What follows is a block of records; restate each one word for word.

_GIVEN INFORMATION_.
◆ ◆ ◆ ◆ ◆

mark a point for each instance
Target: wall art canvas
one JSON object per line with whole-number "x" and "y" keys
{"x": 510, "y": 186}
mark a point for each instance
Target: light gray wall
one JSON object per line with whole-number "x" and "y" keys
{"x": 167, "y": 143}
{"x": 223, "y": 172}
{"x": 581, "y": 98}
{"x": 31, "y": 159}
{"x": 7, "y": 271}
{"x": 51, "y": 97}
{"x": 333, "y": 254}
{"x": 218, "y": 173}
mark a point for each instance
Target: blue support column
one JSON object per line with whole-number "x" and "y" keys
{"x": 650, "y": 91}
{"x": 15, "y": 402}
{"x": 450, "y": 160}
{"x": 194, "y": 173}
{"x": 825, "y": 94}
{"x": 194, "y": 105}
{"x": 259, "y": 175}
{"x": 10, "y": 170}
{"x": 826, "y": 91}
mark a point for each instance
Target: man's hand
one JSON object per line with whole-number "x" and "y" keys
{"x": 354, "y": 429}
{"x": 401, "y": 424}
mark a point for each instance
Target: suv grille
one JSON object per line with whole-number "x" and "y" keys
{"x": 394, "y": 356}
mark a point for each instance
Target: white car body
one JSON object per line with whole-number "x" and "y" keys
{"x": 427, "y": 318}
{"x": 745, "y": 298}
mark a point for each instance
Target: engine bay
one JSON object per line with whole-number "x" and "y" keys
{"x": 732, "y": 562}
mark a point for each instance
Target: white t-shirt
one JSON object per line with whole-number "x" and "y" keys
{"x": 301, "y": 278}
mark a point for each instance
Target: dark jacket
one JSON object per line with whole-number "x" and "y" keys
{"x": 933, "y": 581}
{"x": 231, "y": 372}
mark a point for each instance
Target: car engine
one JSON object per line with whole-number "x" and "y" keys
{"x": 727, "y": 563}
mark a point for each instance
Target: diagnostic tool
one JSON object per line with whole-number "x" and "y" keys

◆ ◆ ◆ ◆ ◆

_COMPLETED TASK_.
mark a point for each instance
Target: wall art canvas
one JSON object per line with whole-number "x" and "y" keys
{"x": 510, "y": 186}
mark a point for each instance
Target: light gray wall
one JSON object per line with whole-number "x" and "y" keys
{"x": 167, "y": 143}
{"x": 223, "y": 172}
{"x": 581, "y": 98}
{"x": 31, "y": 159}
{"x": 7, "y": 271}
{"x": 51, "y": 97}
{"x": 333, "y": 254}
{"x": 218, "y": 173}
mark a point for each instance
Target: blue support column
one JSON object per line with whole-number "x" and "y" keys
{"x": 650, "y": 91}
{"x": 15, "y": 402}
{"x": 450, "y": 160}
{"x": 194, "y": 173}
{"x": 825, "y": 94}
{"x": 194, "y": 105}
{"x": 259, "y": 175}
{"x": 10, "y": 170}
{"x": 826, "y": 91}
mark a point for each instance
Target: man's hand
one JSON object per line with whole-number "x" and "y" keys
{"x": 354, "y": 429}
{"x": 401, "y": 424}
mark a point for each instance
Target: suv grille
one JSON object per line with whole-number "x" and "y" keys
{"x": 394, "y": 356}
mark a point for each instance
Target: white car body
one JSON object per line with whole-number "x" and "y" keys
{"x": 427, "y": 318}
{"x": 745, "y": 298}
mark a point for each instance
Target: engine bay
one JSON object per line with whole-number "x" and "y" keys
{"x": 732, "y": 562}
mark a point for each instance
Target: white t-shirt
one JSON object per line with whole-number "x" and "y" keys
{"x": 301, "y": 278}
mark a point for each instance
Target: dark jacket
one JSON object per line with whole-number "x" and "y" keys
{"x": 933, "y": 581}
{"x": 231, "y": 372}
mark a point for each instance
Target: car engine
one JSON object per line with whole-number "x" and "y" keys
{"x": 727, "y": 563}
mark a point for each instance
Target: diagnostic tool
one JSON object per line with whole-number "x" and "y" keys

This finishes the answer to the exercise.